• Document excerpt
------------------------
As always, thanks for your help and hope you enjoy the images,
Wight, B., 2003 (Aug 8) Geitodoris heathi from the Channel Ids, California. [Message in] Sea Slug Forum. Australian Museum, Sydney. Available from http://www.seaslugforum.net/find/10652
August 14, 2002
From: Dave Behrens
Clinton's animals are Geitodoris heathi for sure. Good example showing fine dark speckling on the gills.
email@example.comBehrens, D., 2002 (Aug 14) Re: Geitodoris heathi? from California. [Message in] Sea Slug Forum. Australian Museum, Sydney. Available from http://www.seaslugforum.net/find/7762
August 10, 2002
From: Clinton Bauder
Found this guy at about 15m at Hopkins Deep Reef in Monterey, California [December, 2001]. It's about 30mm in length. At first I thought it was Anisodoris lentiginosa but upon looking at it further I think it's more likely Geitodoris heathi. Even so, it's clear to me that my ability to ID these whiteish dorids is limited. I settled on G. heathi in this case because of the spots on the gills and the relatively short, straight rhinophores but I'd love to get a second opinion.
firstname.lastname@example.orgBauder,C., 2002 (Aug 10) Geitodoris heathi? from California. [Message in] Sea Slug Forum. Australian Museum, Sydney. Available from http://www.seaslugforum.net/find/5851
I'm afraid this one got lost in my backlog. I would appreciate some feedback from local experts on this, and the animal in your earlier message
June 27, 2002
From: Clinton Bauder
Saw what I think was Geitodoris heathi munching on an unknown sponge on a deep pinnacle outside of Point Lobos, California, recently. Depth was about 50M. The slug is maybe 50mm in length.
email@example.comBauder, C., 2002 (Jun 27) Geitodoris heathi? from California. [Message in] Sea Slug Forum. Australian Museum, Sydney. Available from http://www.seaslugforum.net/find/7312
From past experience I think I will wait for some Californian expert to comment on the identity of this animal. It looks too much like "sea lemon" territory - and I have been lost there before.
------------------------
• Given entries
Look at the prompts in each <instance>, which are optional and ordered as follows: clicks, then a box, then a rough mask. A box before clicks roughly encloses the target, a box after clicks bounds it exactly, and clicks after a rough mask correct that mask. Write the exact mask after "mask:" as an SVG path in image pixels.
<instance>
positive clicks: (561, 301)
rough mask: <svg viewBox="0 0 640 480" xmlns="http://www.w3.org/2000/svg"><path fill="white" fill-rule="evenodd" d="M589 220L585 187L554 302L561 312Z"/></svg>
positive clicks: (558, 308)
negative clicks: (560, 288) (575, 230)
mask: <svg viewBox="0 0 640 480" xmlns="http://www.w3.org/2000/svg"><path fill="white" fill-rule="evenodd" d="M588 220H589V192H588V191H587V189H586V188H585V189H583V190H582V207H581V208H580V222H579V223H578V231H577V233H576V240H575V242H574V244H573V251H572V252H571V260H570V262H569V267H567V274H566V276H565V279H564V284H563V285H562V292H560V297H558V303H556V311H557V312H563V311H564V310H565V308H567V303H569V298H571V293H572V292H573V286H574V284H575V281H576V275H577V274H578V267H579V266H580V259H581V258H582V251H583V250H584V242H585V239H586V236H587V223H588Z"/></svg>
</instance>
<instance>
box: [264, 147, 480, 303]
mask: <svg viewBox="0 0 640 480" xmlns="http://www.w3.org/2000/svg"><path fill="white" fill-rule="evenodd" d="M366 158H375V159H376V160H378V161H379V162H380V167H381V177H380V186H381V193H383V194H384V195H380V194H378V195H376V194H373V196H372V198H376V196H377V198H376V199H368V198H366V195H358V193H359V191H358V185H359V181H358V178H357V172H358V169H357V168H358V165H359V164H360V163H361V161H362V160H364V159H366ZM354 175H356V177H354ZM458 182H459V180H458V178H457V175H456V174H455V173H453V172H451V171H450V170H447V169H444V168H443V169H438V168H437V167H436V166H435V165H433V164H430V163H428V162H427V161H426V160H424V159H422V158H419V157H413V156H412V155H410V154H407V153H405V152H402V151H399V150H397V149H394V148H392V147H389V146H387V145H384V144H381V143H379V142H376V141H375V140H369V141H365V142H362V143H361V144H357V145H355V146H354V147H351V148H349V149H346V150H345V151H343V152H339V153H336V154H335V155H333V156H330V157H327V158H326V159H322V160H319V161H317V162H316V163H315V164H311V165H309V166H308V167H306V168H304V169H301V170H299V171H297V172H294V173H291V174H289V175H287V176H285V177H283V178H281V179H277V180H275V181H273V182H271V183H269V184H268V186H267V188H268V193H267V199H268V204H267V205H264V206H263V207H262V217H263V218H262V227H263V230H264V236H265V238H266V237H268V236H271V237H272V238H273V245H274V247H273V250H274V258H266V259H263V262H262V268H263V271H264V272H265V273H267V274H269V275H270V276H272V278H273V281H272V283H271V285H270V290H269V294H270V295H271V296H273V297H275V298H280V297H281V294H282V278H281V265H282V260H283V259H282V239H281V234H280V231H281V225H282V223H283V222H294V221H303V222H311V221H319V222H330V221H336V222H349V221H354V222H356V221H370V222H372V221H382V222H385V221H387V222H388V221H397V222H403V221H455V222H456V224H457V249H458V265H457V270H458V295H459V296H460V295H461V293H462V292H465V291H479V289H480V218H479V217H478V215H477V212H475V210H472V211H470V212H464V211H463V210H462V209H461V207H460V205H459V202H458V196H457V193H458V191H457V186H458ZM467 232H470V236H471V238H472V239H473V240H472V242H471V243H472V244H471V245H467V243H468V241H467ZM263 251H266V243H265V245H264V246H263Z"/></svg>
------------------------
• Study questions
A. In the sea slug forum excerpt, at about what depth was the slug at Hopkins Deep Reef found?
B. Condense the paragraph of the sea slug forum excerpt that begins "Found this guy at about 15m" into a short bulleted list that keeps its main facts.
C. Write the next part of the sea slug forum excerpt, continuing after its last sentence.

• Your responses
A. About 15m.

B.
- Found at about 15m at Hopkins Deep Reef in Monterey, California, in December 2001
- About 30mm long
- First taken for Anisodoris lentiginosa, then judged more likely Geitodoris heathi
- Identification based on the spots on the gills and the relatively short, straight rhinophores
- The poster finds whitish dorids hard to identify and asks for a second opinion

C.
October 23, 2000
From: Jeff Goddard
The Forum has been on the subject of the so called Sea Lemons lately, and we have seen how closely some of these species resemble one another externally (Archidoris montereyensis and Anisodoris nobilis especially are confused for one another). I would like to suggest that Archidoris montereyensis, Anisodoris nobilis, Geitodoris heathi, Anisodoris lentiginosa, the yellow form of Archidoris odhneri, Aldisa cooperi, and yellow forms of the keyhole limpet Fissurellidea bimaculata are part of a mimicry complex which confers protection from visual predators, especially when an individual is off its sponge prey and out in the open. On their prey, most of these species are quite cryptically colored. While the resemblance between most of these species is pretty superficial, it may be enough to ward off a foraging fish already familiar with the noxious qualities of one of them.
Excepting the yellow form of Archidoris odhneri, which I don't have a photo of, I have enclosed photos of the species mentioned above which are not yet pictured on the Forum.
[PHOTOS: Specimens were all collected at Cape Arago, Oregon: UPPER RIGHT: Geitodoris heathi, March 1986. LOWER LEFT: Fissurellidea bimaculata November 1986. LOWER RIGHT: Aldisa cooperi, June 1981]
Goddard, J., 2000 (Oct 23) Sea Lemon mimicry complex?. [Message in] Sea Slug Forum. Australian Museum, Sydney. Available from http://www.seaslugforum.net/find/3182
There have been some interesting articles written on mimicry. What we need to be careful of is separating the phenomenon of 'looking alike' from the biological process we call mimicry - a process in which one or more species evolve to look like another species (the model). The biggest hurdle to identifying examples of mimicry, let alone studying it, is to find the predator - prey relationships which drive the evolutionary processes of selection needed to bring about similarities in shape and colour pattern. Unless they can be identified it is very difficult to determine which examples of 'looking alike' are the result of chance, and which are the result of evolutionary selection.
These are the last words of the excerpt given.